| EXERCISE DETAILS |
Continue the article on chronic pain below, starting after its last sentence about facial expressions.

| SELECTED TEXT |
====

By the time it has become a chronic condition, however, pain is no longer useful. It is, as Rowe says, a disease—specifically, an overactivity of the nervous system. The brain keeps a diary of the injuries the body receives, writing each entry by reconfiguring certain neurons into new, interconnected patterns. In healthy people, these neurons stop firing once the initial damage is fixed. But in chronic pain, they keep going long after the injury has healed. "The circuits get turned up, and they stay up. They get stuck," says Gallagher. "Most diseases are physiology gone wrong. Pain is one of them."
Scientists don't know why some people develop chronic problems after injuries while others continue on with no pain. It is nearly impossible to answer the question on a wide scale; pain simply has too many causes. Some patients fully recover from massive trauma. Others, like most of the boomers with aching backs and knees, find themselves debilitated by nothing more than the accumulated, mundane strains put on joints, bones and muscles every day. Even soldiers can fall into this second category—if the bullets don't get them, the back pain brought on by months of jumping out of trucks, burdened with heavy equipment, well may.
Complicating the issue even further is pain's inherently subjective nature—we may say we "feel each other's pain," but really, we can't. Doctors don't have any good way of measuring pain from one person to the next. The best they can do is ask patients to rate it for themselves on a scale of 1 to 10, with 10 being the greatest agony of their lives. This is absurdly imprecise. Patients are usually honest (and fakery is fairly easy to spot), but they can exaggerate. A person feeling a 4 may claim a 7 to get aggressive treatment, and a person feeling a 7 may downplay it as a 4 in hopes of looking tough. Robyn Walker, a psychologist at the Tampa (Fla.) VA, says she's seen the latter dynamic in her clinic. "These patients know what a 10 feels like," she says. "But they are active-duty soldiers, and they minimize their problems. Unless you really ask them about their pain, they may be very hesitant to tell you." Doctors are trying to develop new methods of measuring pain, but their most advanced idea so far is to study facial expressions—which aren't much more standardized than the 10-point scale.

====

| ENTRIES SHOWN |
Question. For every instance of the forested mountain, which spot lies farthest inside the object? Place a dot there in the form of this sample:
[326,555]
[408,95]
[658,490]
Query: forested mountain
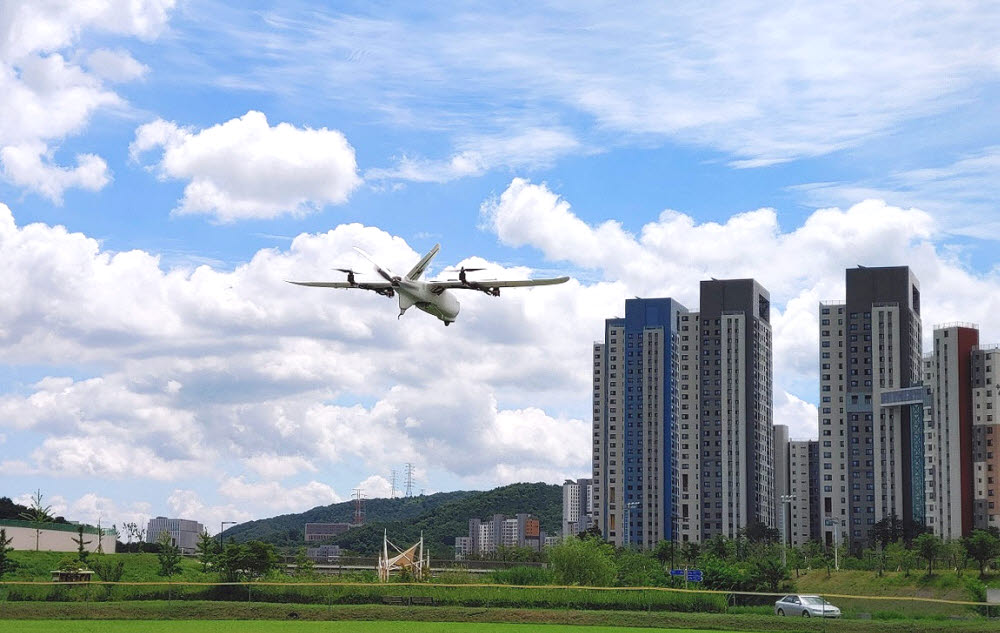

====

| EXERCISE RESPONSE |
On top of that, one patient's 7 may be another's 4. "Our bodies are not one-size-fits-all," notes Rowe, "and doctors are finding that this is far more true with pain than they ever imagined." Genes may vastly influence how intensely people feel pain and how much they can withstand—although genetic testing for pain susceptibility is probably decades away. Gender matters, too. Women have up to twice as many nerve fibers in the skin as men do, so they feel some types of pain more intensely. (This doesn't mean they're weaker; it means that, all other factors being equal, their 10 is off a man's chart.) Even traits that seem unrelated to pain, like vitamin D deficiency, may increase it for reasons no one fully understands. Trying to untangle all these factors is a scientific nightmare.
Regardless of their injuries, their genes, their gender or their background, though, nearly all chronic-pain patients agree on one thing: the hyperactive neurons can make life near unbearable. The cascade of changes in the nervous system can lead to an equally painful cascade of events in a patient's life: memory loss, job loss, marital strife, depression, suicide. And through it all the body hurts like hell. "Imagine somebody holding a knife in your back and twisting it against your nerves continually, never stopping. That's what chronic pain is," says Dan O'Neal, a contractor who herniated two vertebrae in 2003 while cleaning up a job site. "At first you just shut off totally. It's terrible living like that."